• _Recorded information_:
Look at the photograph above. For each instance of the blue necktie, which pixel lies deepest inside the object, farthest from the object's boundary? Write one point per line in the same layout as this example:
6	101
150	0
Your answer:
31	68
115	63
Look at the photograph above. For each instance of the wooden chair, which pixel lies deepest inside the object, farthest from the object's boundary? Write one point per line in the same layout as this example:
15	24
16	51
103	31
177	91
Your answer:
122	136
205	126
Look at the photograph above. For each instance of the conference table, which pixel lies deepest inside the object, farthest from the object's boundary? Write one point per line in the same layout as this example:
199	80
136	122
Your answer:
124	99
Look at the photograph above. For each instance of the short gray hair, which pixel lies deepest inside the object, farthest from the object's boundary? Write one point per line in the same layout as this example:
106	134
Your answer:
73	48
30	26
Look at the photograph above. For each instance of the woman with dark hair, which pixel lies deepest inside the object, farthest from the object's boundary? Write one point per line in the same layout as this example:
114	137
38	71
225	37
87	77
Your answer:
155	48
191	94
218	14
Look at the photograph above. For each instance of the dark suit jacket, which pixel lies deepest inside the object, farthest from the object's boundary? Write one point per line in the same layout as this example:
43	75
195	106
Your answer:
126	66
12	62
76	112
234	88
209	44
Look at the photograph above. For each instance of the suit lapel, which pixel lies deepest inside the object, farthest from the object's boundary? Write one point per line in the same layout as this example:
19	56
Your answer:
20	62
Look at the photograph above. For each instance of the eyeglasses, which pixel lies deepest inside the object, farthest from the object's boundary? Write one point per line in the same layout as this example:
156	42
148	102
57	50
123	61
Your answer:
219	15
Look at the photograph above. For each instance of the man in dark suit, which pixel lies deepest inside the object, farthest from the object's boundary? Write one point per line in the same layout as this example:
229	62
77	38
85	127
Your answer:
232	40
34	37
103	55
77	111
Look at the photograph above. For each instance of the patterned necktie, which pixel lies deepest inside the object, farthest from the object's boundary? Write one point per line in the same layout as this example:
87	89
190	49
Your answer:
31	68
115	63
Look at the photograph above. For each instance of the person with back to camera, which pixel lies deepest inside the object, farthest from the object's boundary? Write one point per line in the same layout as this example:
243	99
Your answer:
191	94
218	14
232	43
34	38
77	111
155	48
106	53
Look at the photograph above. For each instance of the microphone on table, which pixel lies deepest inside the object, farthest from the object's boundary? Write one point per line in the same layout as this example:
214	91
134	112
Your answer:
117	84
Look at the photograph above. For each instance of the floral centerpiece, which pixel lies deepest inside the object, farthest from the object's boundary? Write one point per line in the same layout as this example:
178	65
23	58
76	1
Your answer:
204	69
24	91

• _Required work_:
Rescale the listing from the line containing "Look at the photograph above. For each instance of the person" up to and including its final line, and give only those lines. Reproduce all of them, but multiply each coordinate in the answers by 1.45 and round it to a whole number, with halves rounded up. Leave every other number unchanged.

• _Solution to this problem_:
Look at the photograph above. For each instance of the person with back to camera, which pixel lies deepest inside the object, farthest from the object's boundary? Write one point per line in the same layout as this example:
243	99
Your answer:
277	136
316	20
336	62
49	55
112	161
225	70
154	77
Look at the photograph above. For each instance of the microphone on table, which pixel lies deepest inside the object, farthest from the object's boundary? Write one point per line in the same layout as this example:
214	91
134	112
Your answer:
170	122
Look at the photograph above. For each instance of the floral centerpiece, which pixel lies deepest inside the object, farthest from the object's boundary? Write one point per line in the same layout as this example:
178	65
23	58
76	1
Your answer:
296	100
35	132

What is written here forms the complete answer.